## SUPPLIED DATA

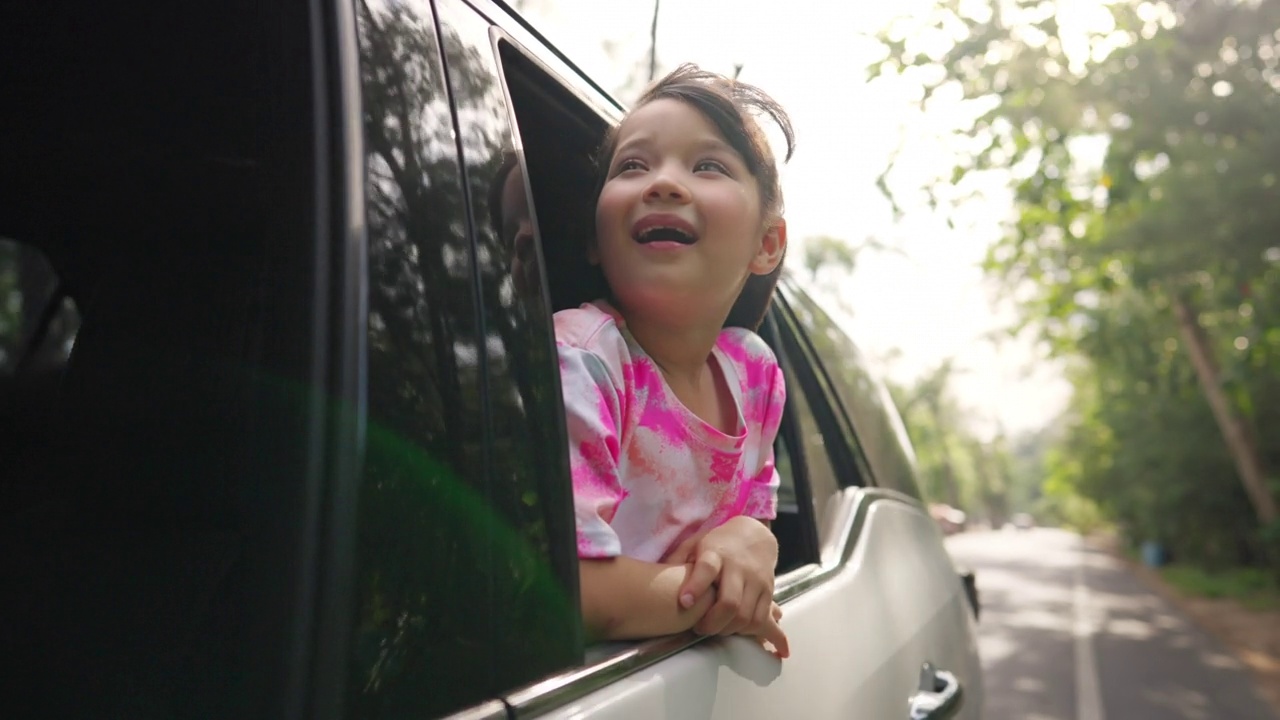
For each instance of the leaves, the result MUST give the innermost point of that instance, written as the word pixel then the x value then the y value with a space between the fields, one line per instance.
pixel 1142 150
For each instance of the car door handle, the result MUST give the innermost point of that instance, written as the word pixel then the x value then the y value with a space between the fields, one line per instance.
pixel 940 695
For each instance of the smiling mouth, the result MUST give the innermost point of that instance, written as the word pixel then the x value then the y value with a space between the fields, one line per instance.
pixel 658 233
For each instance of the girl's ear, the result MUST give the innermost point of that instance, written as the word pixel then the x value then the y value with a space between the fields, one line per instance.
pixel 773 246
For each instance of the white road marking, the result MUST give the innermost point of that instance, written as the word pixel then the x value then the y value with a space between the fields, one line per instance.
pixel 1088 696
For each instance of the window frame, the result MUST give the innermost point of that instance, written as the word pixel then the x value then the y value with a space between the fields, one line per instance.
pixel 850 502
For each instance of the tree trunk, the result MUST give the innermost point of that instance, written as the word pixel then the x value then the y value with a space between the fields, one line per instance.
pixel 1239 441
pixel 653 42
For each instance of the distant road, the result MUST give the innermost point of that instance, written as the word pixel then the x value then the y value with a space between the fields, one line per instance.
pixel 1068 633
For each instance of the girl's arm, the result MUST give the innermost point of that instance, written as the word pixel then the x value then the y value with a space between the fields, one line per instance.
pixel 629 598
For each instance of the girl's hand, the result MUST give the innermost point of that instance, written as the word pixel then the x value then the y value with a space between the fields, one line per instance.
pixel 739 559
pixel 771 636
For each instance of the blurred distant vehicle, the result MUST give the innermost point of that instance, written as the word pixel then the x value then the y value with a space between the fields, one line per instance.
pixel 950 519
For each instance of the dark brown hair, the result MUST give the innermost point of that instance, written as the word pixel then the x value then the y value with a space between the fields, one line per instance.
pixel 728 104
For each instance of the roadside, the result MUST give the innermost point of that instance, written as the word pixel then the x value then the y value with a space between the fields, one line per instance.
pixel 1253 636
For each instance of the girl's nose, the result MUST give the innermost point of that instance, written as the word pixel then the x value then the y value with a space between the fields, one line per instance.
pixel 666 187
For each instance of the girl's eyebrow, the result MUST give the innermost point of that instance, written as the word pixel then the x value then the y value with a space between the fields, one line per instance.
pixel 700 145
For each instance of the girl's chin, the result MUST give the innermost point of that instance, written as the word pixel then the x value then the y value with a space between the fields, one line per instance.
pixel 677 301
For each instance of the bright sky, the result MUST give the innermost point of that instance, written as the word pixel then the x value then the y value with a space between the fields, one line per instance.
pixel 928 302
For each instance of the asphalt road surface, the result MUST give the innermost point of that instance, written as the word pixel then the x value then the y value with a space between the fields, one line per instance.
pixel 1068 633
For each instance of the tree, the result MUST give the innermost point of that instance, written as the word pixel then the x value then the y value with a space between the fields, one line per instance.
pixel 1157 265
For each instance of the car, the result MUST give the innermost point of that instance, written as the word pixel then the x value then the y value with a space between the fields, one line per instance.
pixel 282 428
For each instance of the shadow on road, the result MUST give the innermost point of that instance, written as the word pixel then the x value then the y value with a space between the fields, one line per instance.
pixel 1152 662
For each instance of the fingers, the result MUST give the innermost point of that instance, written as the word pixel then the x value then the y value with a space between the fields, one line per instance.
pixel 773 634
pixel 700 578
pixel 728 598
pixel 744 614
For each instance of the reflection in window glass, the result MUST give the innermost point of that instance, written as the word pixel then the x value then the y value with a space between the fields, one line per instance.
pixel 881 438
pixel 37 322
pixel 426 536
pixel 538 632
pixel 823 482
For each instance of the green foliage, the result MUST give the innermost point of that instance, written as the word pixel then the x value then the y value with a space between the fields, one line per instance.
pixel 1143 151
pixel 1252 587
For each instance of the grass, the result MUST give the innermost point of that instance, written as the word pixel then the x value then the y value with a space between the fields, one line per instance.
pixel 1252 587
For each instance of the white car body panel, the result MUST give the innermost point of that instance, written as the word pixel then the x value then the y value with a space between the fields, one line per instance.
pixel 858 641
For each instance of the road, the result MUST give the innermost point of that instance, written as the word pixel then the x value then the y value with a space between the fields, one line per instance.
pixel 1069 633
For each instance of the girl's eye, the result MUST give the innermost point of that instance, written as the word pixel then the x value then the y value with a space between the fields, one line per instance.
pixel 629 164
pixel 711 167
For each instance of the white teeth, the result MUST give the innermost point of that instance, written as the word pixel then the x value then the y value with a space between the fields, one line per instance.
pixel 650 231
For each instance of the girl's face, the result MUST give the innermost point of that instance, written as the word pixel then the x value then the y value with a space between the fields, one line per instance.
pixel 679 220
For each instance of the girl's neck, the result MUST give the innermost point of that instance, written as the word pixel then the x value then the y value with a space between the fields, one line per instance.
pixel 680 350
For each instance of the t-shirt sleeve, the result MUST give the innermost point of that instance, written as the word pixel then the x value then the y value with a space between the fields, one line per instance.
pixel 762 493
pixel 594 419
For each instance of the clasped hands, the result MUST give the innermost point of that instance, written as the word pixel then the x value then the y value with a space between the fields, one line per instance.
pixel 736 563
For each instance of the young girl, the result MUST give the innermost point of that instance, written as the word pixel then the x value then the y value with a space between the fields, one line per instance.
pixel 672 400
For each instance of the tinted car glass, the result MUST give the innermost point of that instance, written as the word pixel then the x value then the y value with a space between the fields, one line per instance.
pixel 528 451
pixel 456 595
pixel 881 438
pixel 156 570
pixel 816 443
pixel 37 319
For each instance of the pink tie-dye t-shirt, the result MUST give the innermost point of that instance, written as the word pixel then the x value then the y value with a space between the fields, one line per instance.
pixel 648 473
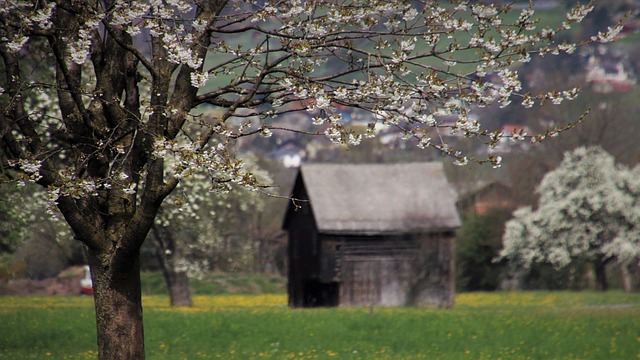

## GIVEN TASK
Reproduce the part that opens with the line containing "For each instance of the girl's neck, the" and closes with the line containing "pixel 672 400", changing "innermost point" to "central point" and leaving everything else as it is.

## FINAL RESULT
For each instance of the girl's neck, the result MUST give the central point of that instance, written as the word pixel then the x value then the y value with a space between the fields, one line per instance.
pixel 680 350
For each instance of the t-shirt sleeve, the result MUST give the central point of that instance, written as the word pixel then the x value then the y value with a space between the fields, one line per instance.
pixel 762 493
pixel 594 419
For each instance of the clasped hands, the result MUST give the central point of that instance, written as the word pixel then the x value then the y value with a space between the fields, one line per instance.
pixel 736 563
For each instance of the young girl, the result MUST give the central point of that instance, written as the word pixel then the x value then the y value with a space between the fields, one line per instance.
pixel 672 400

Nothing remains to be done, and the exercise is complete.